▶ **QUOTED PASSAGE**
## begin

BEST MODE OF CARRYING OUT THE INVENTION
The caster illustrated in FIGS. 1 to 5 comprises a main machine frame 11
which stands up from the factory floor 12. Frame 11 supports a casting
roller carriage 13 which is horizontally movable between an assembly
station 14 and a casting station 15. Carriage 13 carries a pair of
parallel casting rollers 16 to which molten metal is supplied during a
casting operation from a ladle 17 via a tundish 18 and delivery nozzle 19.
Casting rollers 16 are water cooled so that shells solidify on the moving
roller surfaces and are brought together at the nip between them to
produce a solidified strip product 20 at the roller outlet. This product
is fed to a standard coiler 21 and may subsequently be transferred to a
second coiler 22. A receptacle 23 is mounted on the machine frame adjacent
the casting station and molten metal can be diverted into this receptacle
via an overflow spout 24 on the tundish or by withdrawal of an emergency
plug 25 at one side of the tundish if there is a severe malformation of
product or other severe malfunction during a casting operation.

## end

▶ **WHAT YOU WILL DO**
Pick up the description of the strip caster after its final sentence and continue it in the same style.

▶ **RECORDED INFORMATION**
## begin

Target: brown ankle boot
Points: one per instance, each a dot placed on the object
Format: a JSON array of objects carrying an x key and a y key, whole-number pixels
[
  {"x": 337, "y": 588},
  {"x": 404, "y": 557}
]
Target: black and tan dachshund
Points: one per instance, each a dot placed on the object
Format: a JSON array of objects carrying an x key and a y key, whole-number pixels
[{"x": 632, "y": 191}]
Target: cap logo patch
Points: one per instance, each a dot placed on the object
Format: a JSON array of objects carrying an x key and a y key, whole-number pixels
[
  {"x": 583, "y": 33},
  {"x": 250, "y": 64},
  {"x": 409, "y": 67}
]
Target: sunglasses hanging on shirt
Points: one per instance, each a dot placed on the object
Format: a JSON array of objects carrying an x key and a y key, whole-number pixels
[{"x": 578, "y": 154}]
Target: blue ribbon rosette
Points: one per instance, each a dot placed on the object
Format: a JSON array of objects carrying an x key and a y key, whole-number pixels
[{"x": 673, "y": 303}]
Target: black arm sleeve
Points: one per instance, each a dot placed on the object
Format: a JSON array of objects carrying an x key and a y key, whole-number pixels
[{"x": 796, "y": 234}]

## end

▶ **TASK ANSWER**
Roller carriage 13 comprises a carriage frame 31 mounted by wheels 32 on
rails 33 extending along part of the main machine frame 11 whereby roller
carriage 13 as a whole is mounted for movement along the rails 33.
Carriage frame 31 carries a pair of roller cradles in which the rollers 16
are rotatably mounted. Carriage 13 is movable along the rails 33 by
actuation of a double acting hydraulic piston and cylinder unit 39,
connected between a drive bracket 40 on the roller carriage and the main
machine frame so as to be actuable to move the roller carriage between the
assembly station 14 and casting station 15 and visa versa.
Casting rollers 16 are contra rotated through drive shafts 41 from an
electric motor and transmission mounted on carriage frame 31. Rollers 16
have copper peripheral walls formed with a series of longitudinally
extending and circumferentially spaced water cooling passages supplied
with cooling water through the roller ends from water supply ducts in the
roller drive shafts 41 which are connected to water supply hoses 42
through rotary glands 43. The rollers may typically be about 500 mm
diameter and up to 1300 mm long in order to produce 1300 mm wide strip
product.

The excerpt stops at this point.